Excerpt provided
I think people are bike shedding this so I'm gonna let it go.  What 
worked for me might not work for you, so be it.  You guys have fun.

On Wed, Jan 04, 2023 at 10:42:03AM -0500, Dan Cross wrote:
> On Tue, Jan 3, 2023 at 10:06 PM Larry McVoy <lm@mcvoy.com> wrote:
> > Bakul gets it.  "Entirely by you" does not mean "go get some sand
> > because you need to make some silicon ..."
> >
> > "Entirely by you" means given a set of tools, show me what you did.
> > Just you.  Not your team, just you.
> 
> Hmm. I've worked on projects where all code had to be reviewed prior
> to submission into a shared repository (though there was a carve-out
> for a little experimental area). In that context, how does one define
> "just you"?
> 
> > It's not an arbitrary question, Warner, it's giving people have done
> > it a chance to say so.  And weeding out the people who haven't.
> >
> > Which is not a great way to sort people in general, it was a great
> > way to sort people for my 12 person company.  We needed people who
> > could do that, we were too small for people who couldn't.
> 
> It seems to me that the outcome is more important than the specifics
> of this exercise. Reading between the lines, it sounds like you were
> using this as a proxy for whether someone can come in and start
> contributing largely unguided and without a lot of handholding, and
> drive something to completion without a lot of external help. That's
> all well and good, but I don't know if this is the best way to assess
> that; as worded, it sounds mostly like you're asking if someone has
> built some tool explicitly used by (at least?) a few other people, but
> some people make much bigger contributions with much higher impact in
> very complex systems without ever doing that.

Activity 1
Decide whether each statement agrees with the email excerpt. Answer yes or no for each, and quote the words from the excerpt that settle it.
(a) Larry describes his company as having 12 people.
(b) Dan Cross says the code-review rule on his projects had no exceptions.
(c) The writer of the opening lines says they intend to keep arguing the point.
Activity 2
Answer these questions from the email excerpt.
(a) On what date and at what time did Dan Cross write his message?
(b) Which person does Larry say "gets it"?
(c) Which person does Larry tell that it is not an arbitrary question?
Activity 3
Repeat word for word the portion of the email excerpt from "I think people" up to and including "team, just you.".

Dataset excerpt
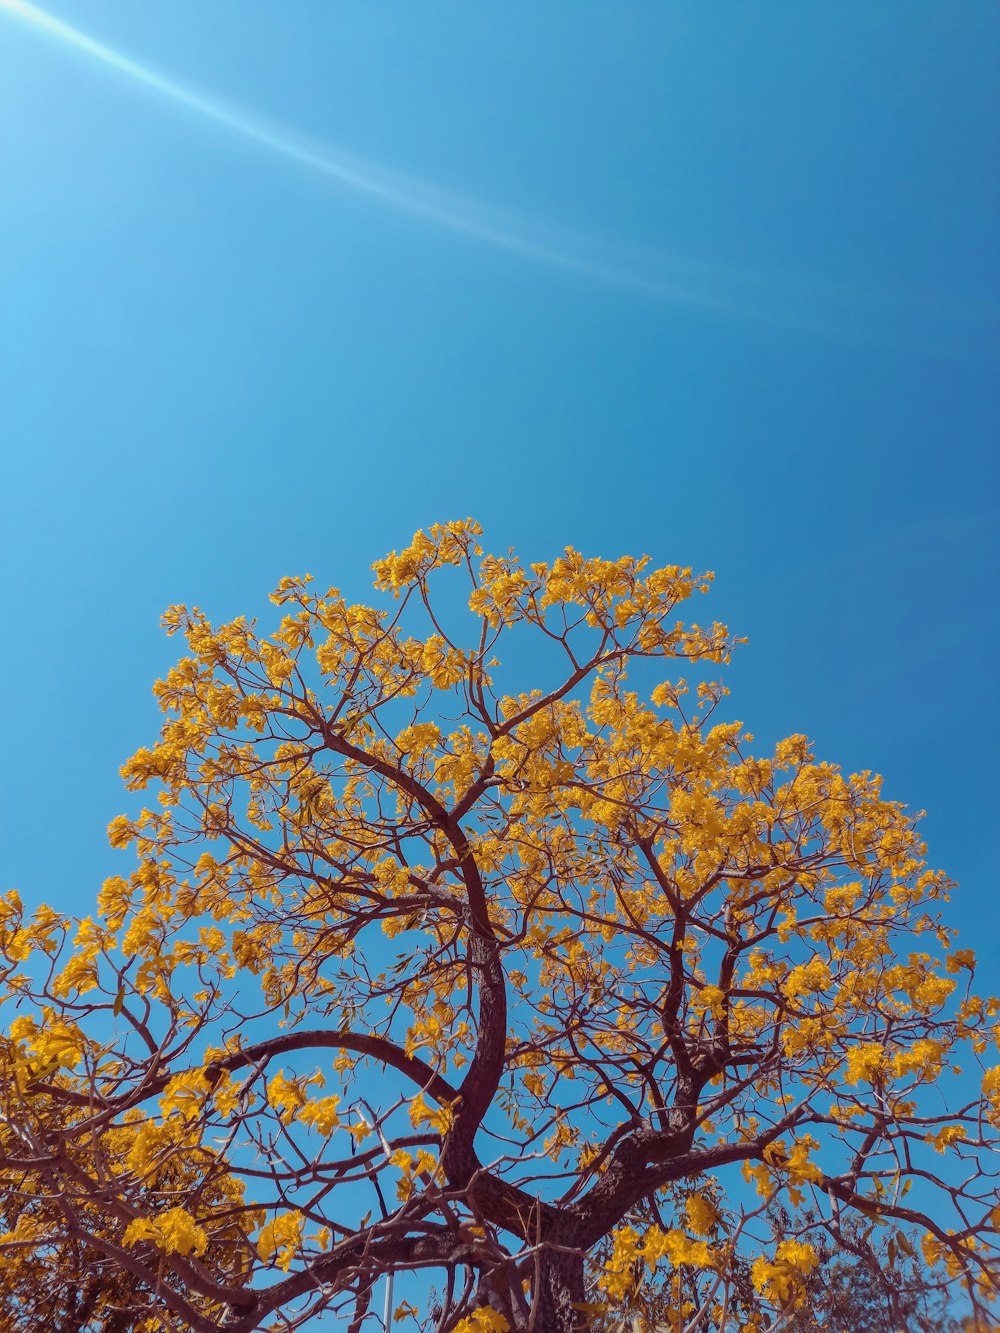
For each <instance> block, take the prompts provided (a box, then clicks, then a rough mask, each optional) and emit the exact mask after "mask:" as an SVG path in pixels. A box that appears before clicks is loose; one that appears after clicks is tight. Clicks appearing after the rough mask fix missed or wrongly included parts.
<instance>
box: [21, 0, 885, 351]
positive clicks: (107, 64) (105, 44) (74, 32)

Response box 1
(a) Yes: "my 12 person company"
(b) No: "there was a carve-out"
(c) No: "so I'm gonna let it go."

Response box 2
(a) Wed, Jan 04, 2023 at 10:42:03AM -0500
(b) Bakul
(c) Warner

Response box 3
I think people are bike shedding this so I'm gonna let it go.  What 
worked for me might not work for you, so be it.  You guys have fun.

On Wed, Jan 04, 2023 at 10:42:03AM -0500, Dan Cross wrote:
> On Tue, Jan 3, 2023 at 10:06 PM Larry McVoy <lm@mcvoy.com> wrote:
> > Bakul gets it.  "Entirely by you" does not mean "go get some sand
> > because you need to make some silicon ..."
> >
> > "Entirely by you" means given a set of tools, show me what you did.
> > Just you.  Not your team, just you.